** Opening Exercise data block **
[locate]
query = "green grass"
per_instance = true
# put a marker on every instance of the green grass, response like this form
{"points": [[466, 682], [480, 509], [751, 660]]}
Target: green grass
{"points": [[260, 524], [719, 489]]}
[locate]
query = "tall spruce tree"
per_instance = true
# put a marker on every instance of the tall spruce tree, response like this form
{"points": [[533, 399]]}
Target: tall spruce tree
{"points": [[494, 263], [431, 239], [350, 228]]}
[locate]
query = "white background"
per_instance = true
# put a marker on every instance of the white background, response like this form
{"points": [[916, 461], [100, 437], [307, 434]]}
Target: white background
** Closing Exercise data block **
** Opening Exercise data block **
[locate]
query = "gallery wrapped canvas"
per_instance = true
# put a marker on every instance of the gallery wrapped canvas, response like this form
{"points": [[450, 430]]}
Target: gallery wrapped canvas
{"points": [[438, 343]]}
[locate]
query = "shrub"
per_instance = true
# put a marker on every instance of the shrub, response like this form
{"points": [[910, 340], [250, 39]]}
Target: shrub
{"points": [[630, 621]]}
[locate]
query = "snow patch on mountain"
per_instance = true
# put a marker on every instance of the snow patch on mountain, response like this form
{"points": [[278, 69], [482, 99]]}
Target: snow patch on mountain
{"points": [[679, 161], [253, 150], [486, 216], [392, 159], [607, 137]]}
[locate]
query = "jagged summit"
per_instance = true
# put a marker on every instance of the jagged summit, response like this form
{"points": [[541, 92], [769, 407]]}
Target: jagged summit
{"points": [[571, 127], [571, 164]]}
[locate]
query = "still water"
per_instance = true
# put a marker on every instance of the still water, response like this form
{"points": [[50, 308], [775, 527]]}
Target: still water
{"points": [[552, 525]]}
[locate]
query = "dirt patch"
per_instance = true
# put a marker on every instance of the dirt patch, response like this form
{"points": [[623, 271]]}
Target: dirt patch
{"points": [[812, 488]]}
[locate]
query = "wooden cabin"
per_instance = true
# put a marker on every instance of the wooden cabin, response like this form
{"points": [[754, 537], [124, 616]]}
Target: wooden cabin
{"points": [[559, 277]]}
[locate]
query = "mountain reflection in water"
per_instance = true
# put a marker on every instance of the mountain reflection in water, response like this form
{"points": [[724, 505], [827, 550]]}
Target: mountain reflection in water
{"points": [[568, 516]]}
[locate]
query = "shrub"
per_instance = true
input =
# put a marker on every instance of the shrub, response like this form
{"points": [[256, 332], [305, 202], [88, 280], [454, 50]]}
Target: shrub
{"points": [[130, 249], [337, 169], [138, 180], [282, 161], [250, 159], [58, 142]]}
** Closing Exercise data block **
→ Description of the task
Return every line from the entries above that contains the word "like".

→ Solution for this exercise
# put a marker on every instance of the green grass, response like this form
# put a marker on every instance of the tall spruce tree, response like this form
# put a marker on every instance of the white background, response like this form
# put a marker on every instance of the gallery wrapped canvas, response like this form
# put a marker on every instance of the shrub, response like this form
# put a marker on every instance of the snow patch on mountain, response like this form
# put a marker on every instance of the jagged summit, response like this form
# put a marker on every instance of the still water, response like this form
# put a marker on every instance of the dirt patch, response like this form
# put a marker on every instance of the wooden cabin, response like this form
# put a marker on every instance of the mountain reflection in water, response like this form
# put a marker on every instance of the shrub, response like this form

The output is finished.